Goal>
Repeat the records word for word, excluding any picture.

### Stored data ###

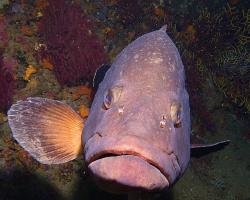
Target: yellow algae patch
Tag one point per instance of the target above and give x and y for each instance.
(29, 71)
(82, 90)
(46, 64)
(83, 111)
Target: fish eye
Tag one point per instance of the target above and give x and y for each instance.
(107, 100)
(175, 113)
(111, 96)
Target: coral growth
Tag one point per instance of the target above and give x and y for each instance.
(71, 45)
(7, 85)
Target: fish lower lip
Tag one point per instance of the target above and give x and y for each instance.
(104, 147)
(123, 173)
(115, 153)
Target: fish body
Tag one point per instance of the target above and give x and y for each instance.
(146, 121)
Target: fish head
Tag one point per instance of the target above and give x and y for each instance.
(137, 134)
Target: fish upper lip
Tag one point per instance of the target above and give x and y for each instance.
(105, 146)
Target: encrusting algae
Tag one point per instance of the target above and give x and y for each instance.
(83, 111)
(47, 64)
(29, 71)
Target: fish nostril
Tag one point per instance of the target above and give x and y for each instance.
(163, 121)
(99, 134)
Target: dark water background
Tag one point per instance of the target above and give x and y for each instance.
(43, 52)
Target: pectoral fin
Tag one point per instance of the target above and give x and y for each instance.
(198, 150)
(48, 129)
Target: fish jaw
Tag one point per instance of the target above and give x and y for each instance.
(125, 163)
(125, 173)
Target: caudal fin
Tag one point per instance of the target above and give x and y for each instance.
(48, 129)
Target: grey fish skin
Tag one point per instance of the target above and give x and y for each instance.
(137, 135)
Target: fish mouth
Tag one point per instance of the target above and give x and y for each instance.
(126, 163)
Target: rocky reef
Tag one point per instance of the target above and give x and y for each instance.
(51, 49)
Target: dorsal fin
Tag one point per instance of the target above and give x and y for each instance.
(99, 75)
(198, 150)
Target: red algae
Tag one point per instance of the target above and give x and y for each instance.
(7, 85)
(73, 48)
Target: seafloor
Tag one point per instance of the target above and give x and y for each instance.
(213, 39)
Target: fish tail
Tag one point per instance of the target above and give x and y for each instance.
(49, 130)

###

Full output>
Target: yellow algae patch
Tag one point per instance of the target above and give x and y for each instance.
(29, 71)
(82, 90)
(46, 64)
(83, 111)
Target: fish eye
Tag one point per instance of the target above and give x and y for each instance.
(107, 100)
(175, 113)
(111, 96)
Target: coral growth
Tag one point per instance of the target above and give x and y for each instance.
(71, 45)
(7, 85)
Target: fish lower lip
Tag one point per instance of the target above and give x and y for each instance.
(104, 147)
(123, 173)
(115, 153)
Target: fish body
Tag one point per instance of the target above and give x and y for each instance.
(146, 121)
Target: fish head
Tag one point per instance of the target above and give x and y for each instance.
(137, 134)
Target: fish upper lip
Tag one point per instance of the target above and give x and y for each instance.
(105, 146)
Target: encrusting algae
Tag one point per instance of the target above and give x and y for each instance.
(83, 111)
(47, 64)
(29, 71)
Target: fish nostril
Tag one point per instance of the target above and give x and y for each instance.
(163, 121)
(99, 134)
Target: dark water background
Tag one point per instance of the target above and give x and y for each instance.
(43, 52)
Target: pectoral fin
Tag one point per instance of the target above and give x and y for each instance.
(198, 150)
(48, 129)
Target: fish jaw
Tag one point per instance of the target above and give x and y for each instance.
(125, 163)
(125, 173)
Target: caudal fin
Tag one point per instance of the target above and give x and y for each instance.
(48, 129)
Target: grey fish skin
Tag one point per instance of the target above and give x and y for each instance.
(137, 135)
Target: fish mouth
Tag one point per instance of the target above and give x and y for each instance.
(126, 163)
Target: rocky reef
Tag one point per instance of the target above and give x and y for each instance.
(51, 49)
Target: dorsal fin
Tag one point per instance of the target above and give x and y for each instance.
(99, 75)
(198, 150)
Target: red algae
Tag one point per instance of the target above and give x and y for each instance.
(7, 85)
(73, 48)
Target: seafloor
Tag one point per instance of the target above and give x and y for each instance.
(213, 39)
Target: fish tail
Tag one point per instance of the target above and give x and y for each instance.
(49, 130)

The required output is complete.